Pricing Mojo, Integrating PGP, TAZ, and D.C. Cypherpunks
georgemw at speakeasy.net
georgemw at speakeasy.net
Mon Nov 26 16:25:08 PST 2001
On 20 Nov 2001, at 22:54, Greg Broiles wrote:
> Very early in its lifetime, the Autonomous Zones/Mojo Nation people said
> that maybe Mojo would someday be exchangable with real cash, though the
> assumption was that during the early stages of software development, people
> were playing with worthless currency for proof-of-concept, and that at some
> point the old Mojo would be useless or disabled, and people would start
> using New Mojo instead, where New Mojo might have real value.
>
Here's my recollection as to how this was supposed to work:
1) people who participated in the beta got free mojo as a
reward for participating (they'd keep their mojo when the
beta period was over)
2) In the non-beta, people would have to pay (or something)
to get a starting stash of mojo
3) I don't think the "Evil Geniuses" ever expected to act as
mojo-cash brokers; rather, anyone who had a supply of
cash and mojo could act as a cash-mojo broker, and mojo
would find its own price.

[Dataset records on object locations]
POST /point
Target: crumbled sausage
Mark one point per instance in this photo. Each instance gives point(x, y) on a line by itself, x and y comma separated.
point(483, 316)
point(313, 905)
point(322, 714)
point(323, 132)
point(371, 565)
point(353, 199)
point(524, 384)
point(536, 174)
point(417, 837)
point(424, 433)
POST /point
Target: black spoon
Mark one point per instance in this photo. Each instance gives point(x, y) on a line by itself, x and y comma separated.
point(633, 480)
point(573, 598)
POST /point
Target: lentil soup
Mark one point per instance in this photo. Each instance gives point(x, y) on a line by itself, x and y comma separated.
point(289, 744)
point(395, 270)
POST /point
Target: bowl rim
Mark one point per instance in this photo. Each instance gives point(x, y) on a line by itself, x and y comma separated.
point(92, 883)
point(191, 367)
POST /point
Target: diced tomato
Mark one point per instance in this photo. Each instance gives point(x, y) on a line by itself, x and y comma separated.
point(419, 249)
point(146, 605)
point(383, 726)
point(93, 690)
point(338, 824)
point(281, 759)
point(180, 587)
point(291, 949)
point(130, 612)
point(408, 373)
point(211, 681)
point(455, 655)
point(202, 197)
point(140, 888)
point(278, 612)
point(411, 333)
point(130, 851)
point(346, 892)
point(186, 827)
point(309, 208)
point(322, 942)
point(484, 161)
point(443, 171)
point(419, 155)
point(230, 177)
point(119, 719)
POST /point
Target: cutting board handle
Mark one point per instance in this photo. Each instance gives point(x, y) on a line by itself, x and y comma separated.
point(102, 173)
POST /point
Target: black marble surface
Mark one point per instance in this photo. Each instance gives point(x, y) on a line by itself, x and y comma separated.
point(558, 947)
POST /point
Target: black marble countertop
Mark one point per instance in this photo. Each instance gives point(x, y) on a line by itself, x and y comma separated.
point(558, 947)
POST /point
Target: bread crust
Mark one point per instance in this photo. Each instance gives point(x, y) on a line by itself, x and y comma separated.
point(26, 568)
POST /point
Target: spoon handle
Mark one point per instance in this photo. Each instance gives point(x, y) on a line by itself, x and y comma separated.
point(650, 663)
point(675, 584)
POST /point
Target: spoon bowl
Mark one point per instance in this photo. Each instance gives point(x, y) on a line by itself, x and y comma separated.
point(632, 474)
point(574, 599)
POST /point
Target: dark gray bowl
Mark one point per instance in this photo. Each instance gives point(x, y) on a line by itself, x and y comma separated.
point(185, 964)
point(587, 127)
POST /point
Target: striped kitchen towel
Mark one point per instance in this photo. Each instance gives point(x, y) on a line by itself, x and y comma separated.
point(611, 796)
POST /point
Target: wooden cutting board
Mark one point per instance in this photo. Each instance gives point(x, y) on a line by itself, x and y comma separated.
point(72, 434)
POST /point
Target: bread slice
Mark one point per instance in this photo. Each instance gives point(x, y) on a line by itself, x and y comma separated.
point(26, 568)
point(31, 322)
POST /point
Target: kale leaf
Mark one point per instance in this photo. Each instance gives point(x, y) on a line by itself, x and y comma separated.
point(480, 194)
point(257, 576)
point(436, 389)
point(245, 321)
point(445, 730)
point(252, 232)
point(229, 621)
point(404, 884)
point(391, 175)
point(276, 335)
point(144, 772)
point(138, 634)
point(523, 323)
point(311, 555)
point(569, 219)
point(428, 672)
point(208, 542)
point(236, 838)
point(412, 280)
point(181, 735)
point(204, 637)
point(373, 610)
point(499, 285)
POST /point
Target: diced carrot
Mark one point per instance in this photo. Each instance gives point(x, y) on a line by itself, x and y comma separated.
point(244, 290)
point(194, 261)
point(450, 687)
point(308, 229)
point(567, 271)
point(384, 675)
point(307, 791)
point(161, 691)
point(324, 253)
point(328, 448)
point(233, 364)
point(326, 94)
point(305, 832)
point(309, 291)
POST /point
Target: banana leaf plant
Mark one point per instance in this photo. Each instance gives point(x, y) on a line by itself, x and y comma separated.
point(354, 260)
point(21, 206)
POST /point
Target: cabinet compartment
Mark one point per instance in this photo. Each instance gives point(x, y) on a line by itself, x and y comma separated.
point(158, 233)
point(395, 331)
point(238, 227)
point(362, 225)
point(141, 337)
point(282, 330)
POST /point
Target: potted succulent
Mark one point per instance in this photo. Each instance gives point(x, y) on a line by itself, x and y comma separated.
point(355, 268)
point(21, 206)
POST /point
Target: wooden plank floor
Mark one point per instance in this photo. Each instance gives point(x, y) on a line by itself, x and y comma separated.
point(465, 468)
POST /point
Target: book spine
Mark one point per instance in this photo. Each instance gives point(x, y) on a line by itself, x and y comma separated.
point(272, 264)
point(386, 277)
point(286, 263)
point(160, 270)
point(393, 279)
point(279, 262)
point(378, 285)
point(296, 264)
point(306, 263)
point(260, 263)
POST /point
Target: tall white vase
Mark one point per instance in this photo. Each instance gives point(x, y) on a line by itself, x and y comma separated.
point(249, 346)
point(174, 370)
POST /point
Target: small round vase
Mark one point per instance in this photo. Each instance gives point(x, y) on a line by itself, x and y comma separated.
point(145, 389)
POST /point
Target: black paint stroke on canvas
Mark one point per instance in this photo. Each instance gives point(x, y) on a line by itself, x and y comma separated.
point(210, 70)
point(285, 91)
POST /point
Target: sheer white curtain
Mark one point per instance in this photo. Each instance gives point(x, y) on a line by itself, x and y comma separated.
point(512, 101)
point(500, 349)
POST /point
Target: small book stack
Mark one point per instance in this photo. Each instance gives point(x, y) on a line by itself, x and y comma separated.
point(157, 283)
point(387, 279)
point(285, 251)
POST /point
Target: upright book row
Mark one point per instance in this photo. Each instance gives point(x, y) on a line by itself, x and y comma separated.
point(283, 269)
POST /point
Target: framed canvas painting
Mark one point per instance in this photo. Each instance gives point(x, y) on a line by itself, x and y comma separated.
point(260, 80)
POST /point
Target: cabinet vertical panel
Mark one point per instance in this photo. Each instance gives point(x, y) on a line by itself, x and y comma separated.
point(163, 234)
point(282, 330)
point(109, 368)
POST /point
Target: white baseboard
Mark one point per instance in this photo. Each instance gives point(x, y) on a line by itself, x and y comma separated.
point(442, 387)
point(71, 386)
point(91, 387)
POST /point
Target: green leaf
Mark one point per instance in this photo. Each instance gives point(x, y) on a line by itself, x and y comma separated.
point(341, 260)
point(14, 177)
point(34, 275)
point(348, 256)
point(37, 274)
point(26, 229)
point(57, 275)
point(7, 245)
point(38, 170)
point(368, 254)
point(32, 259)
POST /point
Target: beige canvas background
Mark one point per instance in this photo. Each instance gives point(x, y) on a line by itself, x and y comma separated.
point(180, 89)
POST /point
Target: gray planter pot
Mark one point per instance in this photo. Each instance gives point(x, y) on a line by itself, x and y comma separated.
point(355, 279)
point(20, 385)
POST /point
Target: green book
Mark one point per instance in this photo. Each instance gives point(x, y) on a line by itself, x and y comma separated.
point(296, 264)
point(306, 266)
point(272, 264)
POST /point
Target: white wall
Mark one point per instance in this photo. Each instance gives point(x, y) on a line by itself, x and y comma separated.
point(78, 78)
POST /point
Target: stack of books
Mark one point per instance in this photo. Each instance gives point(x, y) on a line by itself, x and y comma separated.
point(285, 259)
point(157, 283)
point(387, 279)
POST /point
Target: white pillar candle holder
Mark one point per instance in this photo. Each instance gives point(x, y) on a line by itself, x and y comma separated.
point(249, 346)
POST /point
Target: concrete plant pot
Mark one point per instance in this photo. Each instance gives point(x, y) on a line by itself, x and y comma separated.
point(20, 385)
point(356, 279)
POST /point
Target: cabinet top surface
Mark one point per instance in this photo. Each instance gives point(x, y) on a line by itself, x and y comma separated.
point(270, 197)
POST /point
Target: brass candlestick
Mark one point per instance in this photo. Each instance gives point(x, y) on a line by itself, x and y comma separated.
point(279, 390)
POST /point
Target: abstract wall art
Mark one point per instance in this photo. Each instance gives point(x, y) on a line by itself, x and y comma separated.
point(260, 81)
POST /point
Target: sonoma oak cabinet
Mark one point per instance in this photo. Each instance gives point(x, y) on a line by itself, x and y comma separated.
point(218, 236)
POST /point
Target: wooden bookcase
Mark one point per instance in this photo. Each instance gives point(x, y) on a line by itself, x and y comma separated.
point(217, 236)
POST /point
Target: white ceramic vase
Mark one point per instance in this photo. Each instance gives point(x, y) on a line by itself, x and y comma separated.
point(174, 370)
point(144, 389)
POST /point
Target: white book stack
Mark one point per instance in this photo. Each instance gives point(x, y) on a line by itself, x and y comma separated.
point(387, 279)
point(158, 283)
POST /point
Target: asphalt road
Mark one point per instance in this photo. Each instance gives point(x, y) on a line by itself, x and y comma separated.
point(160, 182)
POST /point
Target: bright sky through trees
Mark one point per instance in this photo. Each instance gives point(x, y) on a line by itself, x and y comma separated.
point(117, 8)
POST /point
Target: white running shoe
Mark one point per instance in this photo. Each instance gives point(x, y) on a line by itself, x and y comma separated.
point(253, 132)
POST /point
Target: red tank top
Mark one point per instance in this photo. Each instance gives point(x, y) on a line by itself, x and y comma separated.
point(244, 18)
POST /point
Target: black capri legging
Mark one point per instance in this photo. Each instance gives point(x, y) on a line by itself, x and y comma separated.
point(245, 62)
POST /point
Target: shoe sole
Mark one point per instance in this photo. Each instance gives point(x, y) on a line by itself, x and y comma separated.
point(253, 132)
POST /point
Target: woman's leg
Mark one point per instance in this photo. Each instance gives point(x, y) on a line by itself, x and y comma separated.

## Exercises
**A.** Summarize the post about Mojo in two sentences.
**B.** Please write what comes next in the post about Mojo, picking up after its final sentence.

## Results of the tasks
**A.** The post quotes Greg Broiles saying that the Autonomous Zones/Mojo Nation people suggested Mojo might someday be exchangeable for real cash, with the worthless early Mojo used for proof-of-concept later giving way to a New Mojo that might have real value. The writer then recalls that beta participants would keep the free mojo they earned, that non-beta users would have to pay to get a starting stash, and that anyone with cash and mojo, rather than the "Evil Geniuses," could act as a broker so mojo would find its own price.

**B.**
>
> And that problem seems to be at the center of Nomen Nescio's sotto voce
> suggestion that some unnamed cypherpunks work up a currency which can be
> used to "pay" people for providing information which is of value - I get
> the impression that s/he is imagining some magic fairy would mint up piles
> of the currency, and assign it equally to every subscriber, who would then
> be empowered to pay it to the content providers they liked best.
>
> That's very warm and fuzzy and hippy-like, but if these tokens are handed
> out for free, then what, exactly, is their value?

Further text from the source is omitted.